▶ **Task prompt**:
Return, unchanged, the lines of the listing from the line containing "the black backdrop" up to and including the line containing "column 297, row 181".

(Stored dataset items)
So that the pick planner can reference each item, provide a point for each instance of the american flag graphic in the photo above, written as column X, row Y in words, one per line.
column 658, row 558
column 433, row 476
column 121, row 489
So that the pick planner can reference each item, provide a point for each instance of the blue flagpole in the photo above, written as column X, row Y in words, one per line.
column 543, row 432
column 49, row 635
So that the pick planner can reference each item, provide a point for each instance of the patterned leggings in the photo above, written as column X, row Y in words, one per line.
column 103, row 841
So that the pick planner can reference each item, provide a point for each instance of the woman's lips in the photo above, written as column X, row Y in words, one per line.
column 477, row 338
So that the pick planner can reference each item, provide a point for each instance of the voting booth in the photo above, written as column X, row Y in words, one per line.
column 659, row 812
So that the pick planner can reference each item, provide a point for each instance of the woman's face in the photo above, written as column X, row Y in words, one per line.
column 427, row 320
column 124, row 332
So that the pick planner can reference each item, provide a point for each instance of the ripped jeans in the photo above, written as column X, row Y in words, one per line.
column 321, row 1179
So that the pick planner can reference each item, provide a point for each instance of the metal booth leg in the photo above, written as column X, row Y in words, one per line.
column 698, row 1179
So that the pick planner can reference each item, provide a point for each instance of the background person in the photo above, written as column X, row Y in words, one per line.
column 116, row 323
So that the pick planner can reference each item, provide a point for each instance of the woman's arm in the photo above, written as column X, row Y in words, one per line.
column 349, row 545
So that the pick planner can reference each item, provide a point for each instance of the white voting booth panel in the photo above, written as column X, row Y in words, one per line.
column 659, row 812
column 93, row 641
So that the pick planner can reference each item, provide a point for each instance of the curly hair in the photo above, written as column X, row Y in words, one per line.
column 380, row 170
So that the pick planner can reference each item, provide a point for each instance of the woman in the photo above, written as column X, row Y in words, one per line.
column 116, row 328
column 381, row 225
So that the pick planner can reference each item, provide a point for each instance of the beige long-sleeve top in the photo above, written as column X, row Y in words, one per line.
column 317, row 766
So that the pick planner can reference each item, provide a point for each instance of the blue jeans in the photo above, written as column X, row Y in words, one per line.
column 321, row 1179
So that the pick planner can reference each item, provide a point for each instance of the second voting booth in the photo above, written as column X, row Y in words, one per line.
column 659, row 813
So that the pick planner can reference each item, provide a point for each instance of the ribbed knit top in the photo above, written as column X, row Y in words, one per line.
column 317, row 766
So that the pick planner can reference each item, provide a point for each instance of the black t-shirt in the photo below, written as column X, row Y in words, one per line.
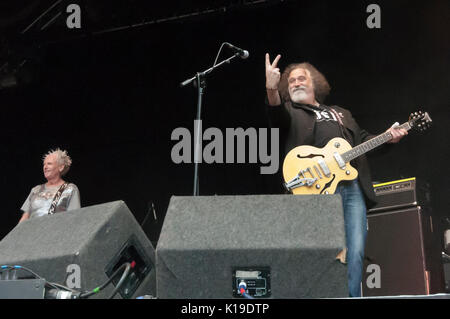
column 328, row 125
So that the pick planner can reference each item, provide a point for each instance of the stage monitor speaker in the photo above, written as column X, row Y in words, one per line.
column 279, row 246
column 83, row 248
column 401, row 257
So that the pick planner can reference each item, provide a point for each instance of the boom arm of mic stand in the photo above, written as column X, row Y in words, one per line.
column 206, row 72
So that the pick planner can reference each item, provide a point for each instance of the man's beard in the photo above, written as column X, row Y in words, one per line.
column 299, row 95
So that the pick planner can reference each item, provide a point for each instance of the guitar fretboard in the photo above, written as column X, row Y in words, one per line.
column 371, row 144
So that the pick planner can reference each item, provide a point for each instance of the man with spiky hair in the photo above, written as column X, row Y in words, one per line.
column 56, row 195
column 296, row 105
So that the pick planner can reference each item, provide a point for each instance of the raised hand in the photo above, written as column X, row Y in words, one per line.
column 272, row 73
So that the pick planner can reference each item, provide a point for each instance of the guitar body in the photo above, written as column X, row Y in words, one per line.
column 320, row 166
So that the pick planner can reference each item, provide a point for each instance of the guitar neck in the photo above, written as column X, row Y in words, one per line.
column 371, row 144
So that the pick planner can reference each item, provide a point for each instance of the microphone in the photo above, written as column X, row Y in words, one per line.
column 243, row 54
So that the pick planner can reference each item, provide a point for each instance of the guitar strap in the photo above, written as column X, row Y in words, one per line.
column 55, row 201
column 344, row 131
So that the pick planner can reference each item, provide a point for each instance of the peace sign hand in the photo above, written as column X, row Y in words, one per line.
column 272, row 73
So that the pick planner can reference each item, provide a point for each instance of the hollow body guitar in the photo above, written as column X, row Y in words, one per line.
column 312, row 170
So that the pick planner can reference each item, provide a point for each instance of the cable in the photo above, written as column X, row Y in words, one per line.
column 242, row 288
column 100, row 288
column 121, row 281
column 9, row 267
column 56, row 292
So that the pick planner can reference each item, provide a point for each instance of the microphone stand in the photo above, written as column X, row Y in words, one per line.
column 200, row 80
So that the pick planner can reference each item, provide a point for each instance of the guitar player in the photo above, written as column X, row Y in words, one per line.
column 296, row 106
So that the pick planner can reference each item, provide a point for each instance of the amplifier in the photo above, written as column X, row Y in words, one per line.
column 395, row 194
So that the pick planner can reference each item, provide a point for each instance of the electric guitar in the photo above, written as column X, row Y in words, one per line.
column 312, row 170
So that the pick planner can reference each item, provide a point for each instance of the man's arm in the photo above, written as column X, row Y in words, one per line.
column 273, row 76
column 25, row 216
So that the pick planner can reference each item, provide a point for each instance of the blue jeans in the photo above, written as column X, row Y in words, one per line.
column 355, row 232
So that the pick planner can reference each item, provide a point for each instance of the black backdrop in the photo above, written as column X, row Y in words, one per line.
column 113, row 99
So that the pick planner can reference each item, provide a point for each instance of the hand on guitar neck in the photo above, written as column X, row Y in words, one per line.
column 396, row 132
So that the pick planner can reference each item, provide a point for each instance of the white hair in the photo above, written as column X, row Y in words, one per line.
column 62, row 157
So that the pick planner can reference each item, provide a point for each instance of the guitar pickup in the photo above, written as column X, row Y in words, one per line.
column 324, row 167
column 339, row 160
column 297, row 181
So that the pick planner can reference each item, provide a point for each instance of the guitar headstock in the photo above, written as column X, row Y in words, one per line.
column 420, row 121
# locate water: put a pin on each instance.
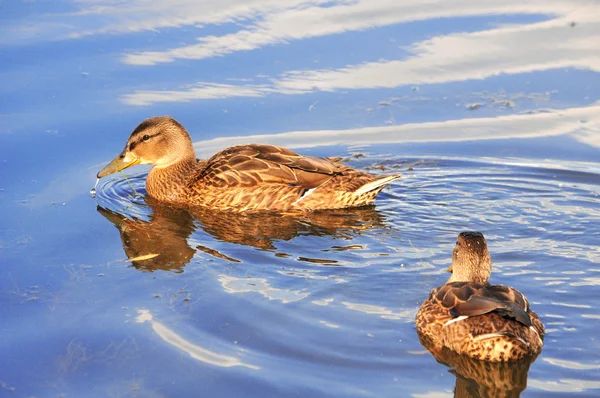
(119, 295)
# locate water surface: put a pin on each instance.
(489, 110)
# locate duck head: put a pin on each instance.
(471, 261)
(160, 141)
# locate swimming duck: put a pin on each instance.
(470, 316)
(243, 177)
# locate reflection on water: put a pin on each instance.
(194, 350)
(499, 97)
(160, 239)
(476, 378)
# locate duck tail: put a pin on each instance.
(379, 183)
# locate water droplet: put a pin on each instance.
(93, 190)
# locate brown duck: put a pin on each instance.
(472, 317)
(243, 177)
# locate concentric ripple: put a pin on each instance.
(286, 300)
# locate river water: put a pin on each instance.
(489, 110)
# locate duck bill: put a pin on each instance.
(121, 162)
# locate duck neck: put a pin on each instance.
(168, 183)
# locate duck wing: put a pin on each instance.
(473, 299)
(254, 164)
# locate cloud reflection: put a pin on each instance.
(546, 45)
(571, 121)
(291, 22)
(195, 351)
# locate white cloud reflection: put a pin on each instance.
(195, 351)
(291, 22)
(580, 123)
(546, 45)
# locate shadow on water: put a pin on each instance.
(161, 242)
(475, 378)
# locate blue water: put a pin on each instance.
(489, 110)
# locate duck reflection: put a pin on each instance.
(475, 378)
(162, 241)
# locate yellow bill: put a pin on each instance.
(121, 162)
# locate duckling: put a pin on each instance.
(243, 177)
(470, 316)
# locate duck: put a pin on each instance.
(250, 177)
(472, 317)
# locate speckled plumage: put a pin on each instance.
(244, 177)
(475, 318)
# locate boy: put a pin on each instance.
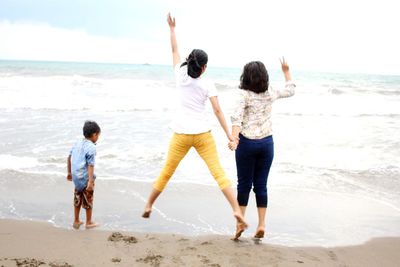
(81, 170)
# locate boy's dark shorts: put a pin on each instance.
(84, 198)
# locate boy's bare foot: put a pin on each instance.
(77, 225)
(240, 220)
(260, 232)
(91, 225)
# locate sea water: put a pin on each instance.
(335, 178)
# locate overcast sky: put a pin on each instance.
(340, 35)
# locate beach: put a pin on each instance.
(333, 186)
(30, 243)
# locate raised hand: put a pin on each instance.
(171, 21)
(284, 65)
(285, 69)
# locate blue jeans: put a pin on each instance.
(253, 162)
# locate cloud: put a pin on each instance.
(38, 41)
(339, 36)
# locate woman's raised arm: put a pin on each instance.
(174, 45)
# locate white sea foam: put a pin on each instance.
(11, 162)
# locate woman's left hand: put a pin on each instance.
(232, 145)
(171, 21)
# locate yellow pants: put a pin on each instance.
(179, 146)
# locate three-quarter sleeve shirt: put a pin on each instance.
(252, 112)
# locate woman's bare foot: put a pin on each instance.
(146, 213)
(77, 225)
(260, 232)
(241, 225)
(239, 230)
(91, 225)
(240, 219)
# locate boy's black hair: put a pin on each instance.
(90, 128)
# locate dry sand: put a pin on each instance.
(25, 243)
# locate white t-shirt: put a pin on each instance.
(191, 116)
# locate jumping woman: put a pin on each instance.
(191, 127)
(251, 129)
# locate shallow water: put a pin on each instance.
(335, 179)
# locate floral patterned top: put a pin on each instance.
(252, 112)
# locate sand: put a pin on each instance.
(27, 243)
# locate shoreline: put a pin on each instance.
(29, 242)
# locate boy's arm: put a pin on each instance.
(90, 185)
(69, 175)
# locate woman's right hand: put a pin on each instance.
(285, 69)
(171, 21)
(284, 65)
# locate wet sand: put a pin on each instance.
(27, 243)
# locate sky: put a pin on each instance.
(335, 36)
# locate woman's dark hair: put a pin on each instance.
(195, 62)
(254, 77)
(90, 128)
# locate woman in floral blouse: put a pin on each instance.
(254, 145)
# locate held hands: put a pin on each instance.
(171, 21)
(233, 142)
(90, 186)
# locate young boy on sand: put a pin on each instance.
(81, 161)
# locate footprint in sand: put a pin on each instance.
(117, 236)
(207, 261)
(59, 264)
(332, 255)
(154, 260)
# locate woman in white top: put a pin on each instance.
(251, 127)
(191, 127)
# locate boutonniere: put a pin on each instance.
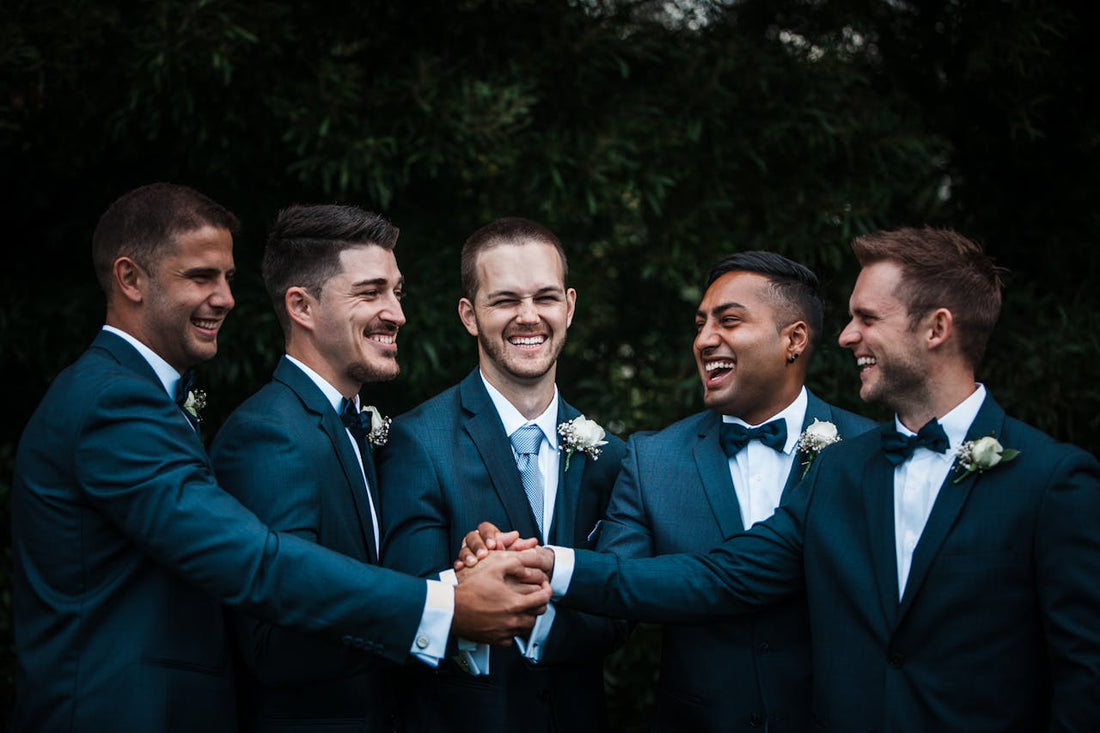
(817, 436)
(195, 403)
(981, 455)
(378, 431)
(581, 434)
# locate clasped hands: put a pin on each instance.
(504, 584)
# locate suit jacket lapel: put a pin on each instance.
(713, 467)
(486, 431)
(329, 423)
(878, 503)
(949, 502)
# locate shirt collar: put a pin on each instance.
(794, 415)
(165, 372)
(330, 392)
(957, 422)
(514, 419)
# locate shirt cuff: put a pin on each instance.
(562, 570)
(429, 645)
(472, 657)
(536, 643)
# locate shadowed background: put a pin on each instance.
(652, 137)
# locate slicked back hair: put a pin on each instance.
(941, 269)
(508, 230)
(305, 243)
(143, 225)
(794, 286)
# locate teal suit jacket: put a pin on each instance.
(675, 494)
(124, 548)
(998, 630)
(449, 466)
(286, 456)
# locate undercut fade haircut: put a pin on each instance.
(508, 230)
(942, 269)
(143, 225)
(305, 243)
(794, 286)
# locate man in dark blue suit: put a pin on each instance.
(124, 546)
(949, 558)
(457, 460)
(702, 480)
(287, 455)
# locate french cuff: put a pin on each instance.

▶ **The answer**:
So that the pick planner can reference each item, provide a point for each instance of the black backdrop in the photo above, written as column X, row Y in words, one per line.
column 113, row 99
So that the pick planner can reference each item, provide a point for each instance of the hand on guitar neck in the photo above, written as column X, row Y in words, one per line.
column 396, row 132
So that the pick planner can reference each item, provide a point for each instance of the white hair in the photo above, written as column X, row Y in words, one per line.
column 62, row 157
So that the pick planner can reference each item, provide a point for each instance of the guitar pickup in the photo above, written as column X, row Y in words, one per line.
column 324, row 167
column 339, row 160
column 297, row 181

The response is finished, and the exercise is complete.